• Goal of the exercise: Starting at the line containing "Task: please point out the tall grass" and ending at the line containing "<point>328,363</point>", reproduce those entries with "dirt patch" swapped for "muddy patch" and nothing else changed. Give only those lines.

• Data entries:
◆ ◆ ◆ ◆ ◆
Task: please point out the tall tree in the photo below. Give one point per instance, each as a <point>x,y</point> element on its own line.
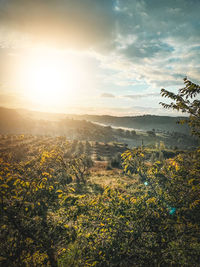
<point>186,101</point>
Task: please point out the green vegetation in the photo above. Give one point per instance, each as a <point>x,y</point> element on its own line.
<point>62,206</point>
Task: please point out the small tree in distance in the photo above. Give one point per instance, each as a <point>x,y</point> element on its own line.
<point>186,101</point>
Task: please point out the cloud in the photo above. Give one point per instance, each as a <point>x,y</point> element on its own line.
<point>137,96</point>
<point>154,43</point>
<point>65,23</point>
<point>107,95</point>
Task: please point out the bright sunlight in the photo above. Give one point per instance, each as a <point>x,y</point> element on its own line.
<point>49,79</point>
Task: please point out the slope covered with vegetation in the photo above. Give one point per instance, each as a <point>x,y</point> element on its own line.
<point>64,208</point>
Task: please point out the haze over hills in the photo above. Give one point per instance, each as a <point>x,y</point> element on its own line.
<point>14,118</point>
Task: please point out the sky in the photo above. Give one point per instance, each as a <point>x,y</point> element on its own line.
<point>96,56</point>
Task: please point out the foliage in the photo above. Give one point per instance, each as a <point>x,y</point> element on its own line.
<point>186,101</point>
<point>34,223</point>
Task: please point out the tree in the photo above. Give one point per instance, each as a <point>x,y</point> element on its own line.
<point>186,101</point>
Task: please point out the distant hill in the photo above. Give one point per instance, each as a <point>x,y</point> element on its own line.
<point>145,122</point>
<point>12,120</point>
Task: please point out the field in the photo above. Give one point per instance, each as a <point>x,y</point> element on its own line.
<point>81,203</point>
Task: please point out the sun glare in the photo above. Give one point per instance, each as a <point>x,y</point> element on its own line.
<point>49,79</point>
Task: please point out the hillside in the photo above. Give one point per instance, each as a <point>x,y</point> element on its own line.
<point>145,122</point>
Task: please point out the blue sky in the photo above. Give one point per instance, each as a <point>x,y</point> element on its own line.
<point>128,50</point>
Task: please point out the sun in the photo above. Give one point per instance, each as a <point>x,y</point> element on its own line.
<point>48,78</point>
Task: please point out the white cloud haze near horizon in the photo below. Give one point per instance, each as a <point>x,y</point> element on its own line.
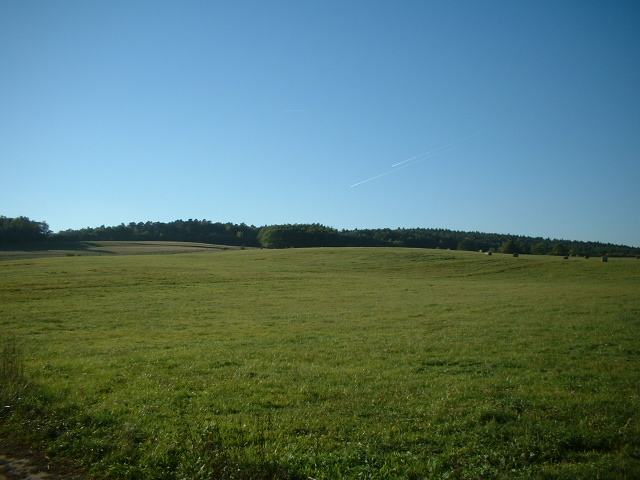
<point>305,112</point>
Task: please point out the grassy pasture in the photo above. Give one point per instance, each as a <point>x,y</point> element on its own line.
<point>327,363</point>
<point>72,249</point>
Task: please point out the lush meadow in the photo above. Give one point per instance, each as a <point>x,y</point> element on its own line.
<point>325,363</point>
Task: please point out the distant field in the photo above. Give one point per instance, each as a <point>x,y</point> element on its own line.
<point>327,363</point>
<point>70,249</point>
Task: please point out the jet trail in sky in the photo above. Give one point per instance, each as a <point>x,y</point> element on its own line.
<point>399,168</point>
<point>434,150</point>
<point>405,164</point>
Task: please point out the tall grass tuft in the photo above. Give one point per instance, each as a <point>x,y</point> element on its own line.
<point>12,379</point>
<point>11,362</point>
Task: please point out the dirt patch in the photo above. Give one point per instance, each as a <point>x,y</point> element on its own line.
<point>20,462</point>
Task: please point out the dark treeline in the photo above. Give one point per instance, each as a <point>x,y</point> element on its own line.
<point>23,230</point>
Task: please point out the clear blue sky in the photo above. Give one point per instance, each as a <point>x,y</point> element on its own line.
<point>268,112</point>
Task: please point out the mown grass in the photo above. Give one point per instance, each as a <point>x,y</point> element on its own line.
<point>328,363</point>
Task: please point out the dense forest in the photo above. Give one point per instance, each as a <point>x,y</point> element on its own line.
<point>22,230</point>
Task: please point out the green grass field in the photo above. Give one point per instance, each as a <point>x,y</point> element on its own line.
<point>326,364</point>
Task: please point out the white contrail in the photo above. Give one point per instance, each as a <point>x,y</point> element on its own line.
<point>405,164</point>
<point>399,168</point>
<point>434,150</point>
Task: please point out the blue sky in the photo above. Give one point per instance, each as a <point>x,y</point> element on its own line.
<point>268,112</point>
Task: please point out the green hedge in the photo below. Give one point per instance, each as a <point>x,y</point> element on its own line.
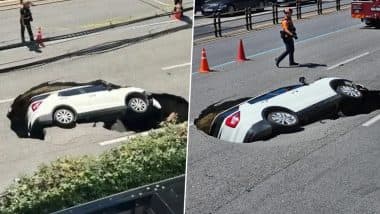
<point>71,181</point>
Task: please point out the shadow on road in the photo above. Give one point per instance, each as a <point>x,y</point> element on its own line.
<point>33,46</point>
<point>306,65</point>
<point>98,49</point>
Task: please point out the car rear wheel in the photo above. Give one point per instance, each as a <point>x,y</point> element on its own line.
◆ ◆ ◆ ◆ ◆
• Finished answer:
Task: please point out the tall grass tuft in the photo above. Give one point per instance, each as a <point>x,y</point> element on its own line.
<point>12,379</point>
<point>11,362</point>
Task: please point out the muddy patch in the photo above. Give one point per instance, each as a <point>x,y</point> element on its own line.
<point>20,462</point>
Task: please point out the dark treeline in the photo above. Give one point per instance, each as a <point>x,y</point> element on its own line.
<point>23,230</point>
Task: please point out the clear blue sky in the photo above. Give one point per instance, each as a <point>x,y</point> element on its own line.
<point>268,112</point>
Task: please point out the mown grass in the photo above. Give one point per instance, each as a <point>x,y</point> element on its own line.
<point>328,363</point>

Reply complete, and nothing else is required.